## [Aim]
Copy the material below line for line, with no changes.

## [Data extract]
--------------------------------
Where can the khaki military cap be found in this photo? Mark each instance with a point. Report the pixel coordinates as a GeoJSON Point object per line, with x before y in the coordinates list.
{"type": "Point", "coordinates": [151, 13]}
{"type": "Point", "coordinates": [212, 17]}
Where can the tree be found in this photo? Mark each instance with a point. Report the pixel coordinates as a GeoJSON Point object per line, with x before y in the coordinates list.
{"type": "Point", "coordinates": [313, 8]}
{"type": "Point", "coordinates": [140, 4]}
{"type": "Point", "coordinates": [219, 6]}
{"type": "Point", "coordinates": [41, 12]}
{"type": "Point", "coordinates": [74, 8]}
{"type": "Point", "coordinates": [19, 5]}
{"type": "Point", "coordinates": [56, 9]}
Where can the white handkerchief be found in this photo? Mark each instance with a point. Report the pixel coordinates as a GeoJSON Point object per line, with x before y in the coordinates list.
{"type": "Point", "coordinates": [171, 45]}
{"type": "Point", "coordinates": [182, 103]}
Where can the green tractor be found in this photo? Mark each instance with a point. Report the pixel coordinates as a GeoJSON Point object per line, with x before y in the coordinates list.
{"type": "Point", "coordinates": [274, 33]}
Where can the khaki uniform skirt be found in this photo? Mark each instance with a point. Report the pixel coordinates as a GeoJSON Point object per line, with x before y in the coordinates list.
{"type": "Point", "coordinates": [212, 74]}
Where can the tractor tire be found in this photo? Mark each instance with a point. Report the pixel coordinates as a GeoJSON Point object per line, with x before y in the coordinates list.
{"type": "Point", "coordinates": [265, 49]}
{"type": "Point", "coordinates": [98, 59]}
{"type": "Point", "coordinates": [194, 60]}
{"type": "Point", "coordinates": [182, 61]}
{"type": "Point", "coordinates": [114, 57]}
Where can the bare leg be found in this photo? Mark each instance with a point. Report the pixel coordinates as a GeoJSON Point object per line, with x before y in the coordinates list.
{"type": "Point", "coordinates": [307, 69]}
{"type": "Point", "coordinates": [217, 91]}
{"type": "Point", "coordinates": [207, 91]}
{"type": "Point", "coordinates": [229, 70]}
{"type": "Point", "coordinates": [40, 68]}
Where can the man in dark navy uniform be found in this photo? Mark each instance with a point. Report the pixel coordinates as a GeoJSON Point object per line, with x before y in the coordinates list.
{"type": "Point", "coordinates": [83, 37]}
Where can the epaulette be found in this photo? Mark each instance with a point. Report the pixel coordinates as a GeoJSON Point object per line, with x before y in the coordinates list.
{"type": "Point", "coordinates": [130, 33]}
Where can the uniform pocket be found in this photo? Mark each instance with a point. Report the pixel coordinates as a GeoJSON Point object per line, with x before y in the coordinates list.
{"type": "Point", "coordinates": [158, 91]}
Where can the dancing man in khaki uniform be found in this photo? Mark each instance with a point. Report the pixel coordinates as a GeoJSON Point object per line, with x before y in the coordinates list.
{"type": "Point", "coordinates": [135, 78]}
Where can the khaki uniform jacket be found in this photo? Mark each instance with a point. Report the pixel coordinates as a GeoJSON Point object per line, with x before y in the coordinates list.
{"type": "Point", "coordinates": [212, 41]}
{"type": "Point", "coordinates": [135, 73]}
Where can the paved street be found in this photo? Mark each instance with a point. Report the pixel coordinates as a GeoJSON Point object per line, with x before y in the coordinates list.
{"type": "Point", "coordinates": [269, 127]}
--------------------------------
## [Answer to the exercise]
Where can the khaki military cap be found in this photo? Mark each instance with a point. Report the pixel coordinates as a GeoJSON Point object per line, with x before y in the coordinates list.
{"type": "Point", "coordinates": [151, 13]}
{"type": "Point", "coordinates": [212, 17]}
Where can the tree be found in this photo? Mark each instance with a point. Report the pixel coordinates as a GeoJSON Point object per line, with x before y in the coordinates list.
{"type": "Point", "coordinates": [313, 8]}
{"type": "Point", "coordinates": [140, 4]}
{"type": "Point", "coordinates": [219, 6]}
{"type": "Point", "coordinates": [41, 12]}
{"type": "Point", "coordinates": [74, 8]}
{"type": "Point", "coordinates": [19, 5]}
{"type": "Point", "coordinates": [56, 9]}
Where can the white handkerchief be found in this photo? Mark each instance with a point. Report the pixel coordinates as a GeoJSON Point object per line, with x before y in the coordinates list.
{"type": "Point", "coordinates": [171, 45]}
{"type": "Point", "coordinates": [182, 103]}
Where can the green tractor be found in this photo? Mark each instance with a point. Report the pixel coordinates as a GeoJSON Point object per line, with x before y in the coordinates list.
{"type": "Point", "coordinates": [274, 33]}
Where can the khaki uniform skirt be found in this photo? Mark each instance with a point. Report the pixel coordinates as a GeoJSON Point object per line, with x before y in the coordinates list.
{"type": "Point", "coordinates": [212, 74]}
Where can the tractor tire be found in this photo? Mark each instance with a point. Report the pixel coordinates as a GeoJSON Point object per line, with x before y in the coordinates list.
{"type": "Point", "coordinates": [265, 49]}
{"type": "Point", "coordinates": [98, 59]}
{"type": "Point", "coordinates": [194, 60]}
{"type": "Point", "coordinates": [182, 61]}
{"type": "Point", "coordinates": [114, 57]}
Where can the bare leg be found in this photo? Mark each instance with a point. Report the pixel coordinates as a GeoJSON Point object per line, with x before y in the coordinates list.
{"type": "Point", "coordinates": [307, 69]}
{"type": "Point", "coordinates": [217, 91]}
{"type": "Point", "coordinates": [207, 91]}
{"type": "Point", "coordinates": [229, 70]}
{"type": "Point", "coordinates": [40, 68]}
Where can the man in dark navy uniform be found in this photo? Mark each instance with a point. Report the pixel coordinates as a GeoJSON Point object per line, with x before y in the coordinates list.
{"type": "Point", "coordinates": [83, 37]}
Where can the epaulette be found in this photo? Mark each instance with a point. Report the pixel coordinates as a GeoJSON Point object per line, with x before y in the coordinates list.
{"type": "Point", "coordinates": [130, 33]}
Where can the uniform pocket be found in this photo? Mark each instance with a point. Report the pixel coordinates as a GeoJSON Point object per line, with x before y in the coordinates list.
{"type": "Point", "coordinates": [158, 91]}
Where can the dancing man in khaki uniform be found in this photo? Mark each instance with a point. Report the pixel coordinates as a GeoJSON Point object per line, with x before y in the coordinates list.
{"type": "Point", "coordinates": [135, 78]}
Where can the khaki uniform jacket be found in this photo? Mark each instance with a point. Report the pixel coordinates as a GeoJSON Point object per line, with x before y in the coordinates list.
{"type": "Point", "coordinates": [212, 41]}
{"type": "Point", "coordinates": [135, 73]}
Where can the paved street be found in this photo? Mark each instance with a point. Report the pixel coordinates as a GeoJSON Point object per line, with x before y in the coordinates list.
{"type": "Point", "coordinates": [269, 127]}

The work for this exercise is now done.